**Stated goal**: Reproduce the following material verbatim, keeping every line as it stands.

**The input**:
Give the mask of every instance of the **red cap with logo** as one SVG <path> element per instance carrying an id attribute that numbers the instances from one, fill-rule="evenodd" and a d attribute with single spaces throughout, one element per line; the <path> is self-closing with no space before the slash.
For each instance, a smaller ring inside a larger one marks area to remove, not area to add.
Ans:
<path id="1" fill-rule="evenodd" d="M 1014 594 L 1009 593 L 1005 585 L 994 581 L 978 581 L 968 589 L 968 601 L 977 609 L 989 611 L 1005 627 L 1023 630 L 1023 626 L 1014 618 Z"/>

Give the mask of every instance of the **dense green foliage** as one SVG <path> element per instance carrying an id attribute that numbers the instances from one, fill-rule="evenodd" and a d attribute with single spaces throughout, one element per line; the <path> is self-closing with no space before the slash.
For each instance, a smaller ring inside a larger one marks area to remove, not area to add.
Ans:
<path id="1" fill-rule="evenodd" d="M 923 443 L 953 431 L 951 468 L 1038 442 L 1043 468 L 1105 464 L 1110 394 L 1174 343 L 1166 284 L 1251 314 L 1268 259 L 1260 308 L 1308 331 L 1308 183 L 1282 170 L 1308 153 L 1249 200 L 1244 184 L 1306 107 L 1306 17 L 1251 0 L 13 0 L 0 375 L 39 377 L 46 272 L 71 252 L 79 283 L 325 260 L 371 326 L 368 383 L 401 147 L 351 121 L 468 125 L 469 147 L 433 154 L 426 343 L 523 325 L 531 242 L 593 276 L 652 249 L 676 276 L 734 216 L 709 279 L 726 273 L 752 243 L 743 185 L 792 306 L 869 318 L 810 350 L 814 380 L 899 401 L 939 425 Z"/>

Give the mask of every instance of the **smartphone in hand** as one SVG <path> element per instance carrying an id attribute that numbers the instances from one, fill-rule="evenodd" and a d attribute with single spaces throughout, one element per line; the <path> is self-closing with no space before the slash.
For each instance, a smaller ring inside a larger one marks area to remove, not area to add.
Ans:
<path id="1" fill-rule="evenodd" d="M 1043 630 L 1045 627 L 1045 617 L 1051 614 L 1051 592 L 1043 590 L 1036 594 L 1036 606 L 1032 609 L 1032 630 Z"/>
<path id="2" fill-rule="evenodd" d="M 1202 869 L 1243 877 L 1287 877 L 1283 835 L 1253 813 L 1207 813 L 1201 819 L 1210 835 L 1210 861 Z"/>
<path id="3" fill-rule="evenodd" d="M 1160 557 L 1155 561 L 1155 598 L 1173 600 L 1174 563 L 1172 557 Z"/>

**Response**:
Give the mask of every instance of the **red cap with logo** as one SVG <path> element per instance carrying an id attribute that numbers the instances from one, fill-rule="evenodd" and a d attribute with single spaces throughout, one element per line; the <path> is self-closing with no space before the slash.
For each instance, a smaller ring inside a larger one marks area to remove, not area to add.
Ans:
<path id="1" fill-rule="evenodd" d="M 1014 594 L 1009 593 L 1005 585 L 994 581 L 978 581 L 968 589 L 968 601 L 977 609 L 989 611 L 1005 627 L 1023 630 L 1023 626 L 1014 618 Z"/>

Give the mask of every instance of the **dense green foliage** as one SVG <path> element per instance carrying an id attribute that numbers the instances from one, fill-rule="evenodd" and a d attribute with single spaces throughout, one element per line; the <path> is self-closing with no space before the slash.
For each instance, a smaller ring inside a larger one marks area to remove, not area to add.
Ans:
<path id="1" fill-rule="evenodd" d="M 923 443 L 953 431 L 951 468 L 1038 442 L 1043 468 L 1105 464 L 1110 394 L 1174 343 L 1166 284 L 1251 314 L 1268 259 L 1260 308 L 1308 331 L 1308 183 L 1282 170 L 1308 153 L 1249 200 L 1244 184 L 1306 107 L 1306 17 L 1251 0 L 13 0 L 0 375 L 39 377 L 46 272 L 71 252 L 79 283 L 325 260 L 371 326 L 368 383 L 401 147 L 351 121 L 468 125 L 469 147 L 433 154 L 426 343 L 523 325 L 531 242 L 593 276 L 652 249 L 676 276 L 734 216 L 709 279 L 726 273 L 752 243 L 743 185 L 792 306 L 869 318 L 810 350 L 814 380 L 899 401 L 939 425 Z"/>

Give the mask of every instance of the **smartphone in hand** as one SVG <path> element per instance carrying an id attribute that numbers the instances from one, fill-rule="evenodd" and a d attribute with single spaces throughout, one element per line; the <path> is self-closing with no space before the slash.
For each instance, a smaller ring inside a larger one marks area to remove, not area to add.
Ans:
<path id="1" fill-rule="evenodd" d="M 1043 630 L 1045 627 L 1045 617 L 1051 614 L 1051 592 L 1043 590 L 1036 594 L 1036 606 L 1032 609 L 1032 630 Z"/>
<path id="2" fill-rule="evenodd" d="M 1202 869 L 1243 877 L 1287 877 L 1283 835 L 1253 813 L 1207 813 L 1201 819 L 1210 835 L 1210 861 Z"/>
<path id="3" fill-rule="evenodd" d="M 1160 557 L 1155 561 L 1155 598 L 1173 600 L 1174 563 L 1172 557 Z"/>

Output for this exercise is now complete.